-- START EXCERPT PROVIDED --

Ha! You can't just say "fight me" and then disappear! What are your arguments?

[–] dominoko@kbin.social 0 points 1 year ago (1 children)

The range for livable temperatures follows a more reasonable scale. Hot is really high numbers. Cold is low. The exact temperature is more precise because the range is larger.
Celsius is fine for scientists but for the regular person Fahrenheit has a better range.
Also I'm biased.

[–] sisyphean@programming.dev 0 points 1 year ago (1 children)

I'm also biased.

But:

  • Celsius is easy to understand, even for children: water freezes at 0°C, boils at 100°C.
  • It is understood by more people in the world.
  • If the US used Celsius, understanding scientific papers and data would be easier for common people.
  • In Celsius, the range of livable temperatures for humans (-20 to 40°C) still gives plenty of precision. Additionally, each step in the Celsius scale corresponds to a bigger change in "feel" of the temperature, which leads to a more intuitive understanding of temperature changes.
[–] dominoko@kbin.social 0 points 1 year ago (1 children)

Your first 3 points, I can agree with. We will have to agree to disagree on the last one.

[–] buckykat@lemmy.fmhy.ml 1 points 1 year ago

Can you feel the difference between 73F and 75F? No, you can't, don't lie.

-- END EXCERPT PROVIDED --
-- START MATERIAL SUPPLIED --

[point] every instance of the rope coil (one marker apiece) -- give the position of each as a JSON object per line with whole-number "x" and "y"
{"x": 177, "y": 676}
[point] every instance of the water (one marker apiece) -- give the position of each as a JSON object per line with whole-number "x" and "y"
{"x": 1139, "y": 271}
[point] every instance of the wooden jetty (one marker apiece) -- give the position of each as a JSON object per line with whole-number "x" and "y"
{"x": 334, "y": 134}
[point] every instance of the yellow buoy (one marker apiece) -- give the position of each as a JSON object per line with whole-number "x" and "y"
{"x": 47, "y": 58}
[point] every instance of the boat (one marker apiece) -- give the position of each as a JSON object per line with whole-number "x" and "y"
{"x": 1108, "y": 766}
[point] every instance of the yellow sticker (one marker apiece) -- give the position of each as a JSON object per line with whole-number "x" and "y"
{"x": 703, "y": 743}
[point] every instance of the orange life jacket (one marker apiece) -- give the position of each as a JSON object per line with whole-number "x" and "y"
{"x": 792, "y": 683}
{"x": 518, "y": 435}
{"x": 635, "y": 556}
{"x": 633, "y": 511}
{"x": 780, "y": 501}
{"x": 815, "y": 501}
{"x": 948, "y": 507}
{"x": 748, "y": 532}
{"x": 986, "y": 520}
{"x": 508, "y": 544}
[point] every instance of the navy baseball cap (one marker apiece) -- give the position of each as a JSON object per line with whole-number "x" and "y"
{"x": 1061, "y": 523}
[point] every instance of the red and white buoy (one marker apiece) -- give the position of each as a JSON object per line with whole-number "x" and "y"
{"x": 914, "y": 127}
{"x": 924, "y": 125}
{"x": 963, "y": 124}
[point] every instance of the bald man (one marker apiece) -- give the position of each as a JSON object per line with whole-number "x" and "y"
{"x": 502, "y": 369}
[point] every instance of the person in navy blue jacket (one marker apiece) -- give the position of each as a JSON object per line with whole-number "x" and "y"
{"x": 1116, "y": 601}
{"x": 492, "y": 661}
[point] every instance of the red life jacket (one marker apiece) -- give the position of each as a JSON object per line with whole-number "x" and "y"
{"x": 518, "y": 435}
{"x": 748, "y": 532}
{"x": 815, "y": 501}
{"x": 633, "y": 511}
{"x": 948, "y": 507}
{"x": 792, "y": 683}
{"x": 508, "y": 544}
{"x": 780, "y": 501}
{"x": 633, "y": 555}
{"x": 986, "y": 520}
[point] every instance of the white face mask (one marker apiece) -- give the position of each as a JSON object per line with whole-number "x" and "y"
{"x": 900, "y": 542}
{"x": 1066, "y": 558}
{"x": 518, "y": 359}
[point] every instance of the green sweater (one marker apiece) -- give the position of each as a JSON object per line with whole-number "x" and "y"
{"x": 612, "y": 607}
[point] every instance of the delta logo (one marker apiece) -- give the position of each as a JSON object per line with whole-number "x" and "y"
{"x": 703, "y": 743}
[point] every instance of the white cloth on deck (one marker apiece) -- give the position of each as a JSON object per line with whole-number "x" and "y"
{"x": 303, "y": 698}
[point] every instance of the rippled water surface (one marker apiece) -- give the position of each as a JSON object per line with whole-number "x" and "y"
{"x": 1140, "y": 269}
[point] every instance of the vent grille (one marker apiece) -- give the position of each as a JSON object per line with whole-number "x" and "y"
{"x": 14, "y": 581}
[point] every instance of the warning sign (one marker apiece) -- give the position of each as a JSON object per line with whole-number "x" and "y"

-- END MATERIAL SUPPLIED --

## REQUIRED TASK 1
According to the temperature-scale discussion, why do Celsius steps give a more intuitive understanding of temperature changes?
## REQUIRED TASK 2
Rewrite the temperature-scale discussion from "The range for" up to and including "of temperature changes.", substituting "Centigrade" for "Celsius".

## TASK RESULT 1
Each step on the Celsius scale corresponds to a bigger change in how the temperature feels. That larger change in "feel" per step makes temperature changes easier to grasp intuitively.

## TASK RESULT 2
The range for livable temperatures follows a more reasonable scale. Hot is really high numbers. Cold is low. The exact temperature is more precise because the range is larger.
Centigrade is fine for scientists but for the regular person Fahrenheit has a better range.
Also I'm biased.

[–] sisyphean@programming.dev 0 points 1 year ago (1 children)

I'm also biased.

But:

  • Centigrade is easy to understand, even for children: water freezes at 0°C, boils at 100°C.
  • It is understood by more people in the world.
  • If the US used Centigrade, understanding scientific papers and data would be easier for common people.
  • In Centigrade, the range of livable temperatures for humans (-20 to 40°C) still gives plenty of precision. Additionally, each step in the Centigrade scale corresponds to a bigger change in "feel" of the temperature, which leads to a more intuitive understanding of temperature changes.